Saved entries:

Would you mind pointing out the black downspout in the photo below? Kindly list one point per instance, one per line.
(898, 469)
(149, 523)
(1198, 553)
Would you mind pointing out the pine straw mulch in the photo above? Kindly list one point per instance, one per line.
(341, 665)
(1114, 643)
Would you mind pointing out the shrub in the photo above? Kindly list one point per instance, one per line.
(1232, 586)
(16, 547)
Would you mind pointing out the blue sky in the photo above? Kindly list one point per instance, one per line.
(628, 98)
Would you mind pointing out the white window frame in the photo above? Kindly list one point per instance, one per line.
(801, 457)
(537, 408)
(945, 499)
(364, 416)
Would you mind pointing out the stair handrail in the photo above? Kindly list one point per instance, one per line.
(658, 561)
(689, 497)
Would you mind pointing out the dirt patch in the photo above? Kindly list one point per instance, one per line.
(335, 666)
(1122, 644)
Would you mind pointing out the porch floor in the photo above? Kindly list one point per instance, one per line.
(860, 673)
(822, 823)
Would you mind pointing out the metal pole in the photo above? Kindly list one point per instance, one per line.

**Task description:** Repeat each entry above, keeping every word exact.

**Finished exercise:**
Would you mind pointing out the black downspout in the photo below? Kindly list one point per instance, one per line.
(898, 469)
(149, 523)
(1198, 553)
Would you mind pointing out the pine straw mulch in the photo above? Kindly list one point per instance, one per line.
(341, 665)
(1114, 643)
Would you mind pointing out the shrub in the photo above? Kindly list one point per instance, one per line.
(1232, 586)
(16, 547)
Would you mind pointing out the blue sky in the photo above? Kindly list one point per instance, one per line.
(628, 98)
Would you mind pointing out the white window frame in the photo above? Kindly list one point per instance, one per line.
(801, 457)
(537, 408)
(945, 499)
(364, 416)
Would you mind pointing out the stair handrail in the photo above? Kindly list one point per instance, one per line.
(658, 561)
(689, 497)
Would you mind pointing out the dirt patch in the photo above? Kindly list one point per instance, one per line.
(335, 666)
(1122, 644)
Would you mind pointing out the porch floor in the photo above? Kindly list one point per instance, one per line.
(860, 673)
(822, 823)
Would you mind pointing out the metal pole in the photo above? Kindly list one point per instance, one per line.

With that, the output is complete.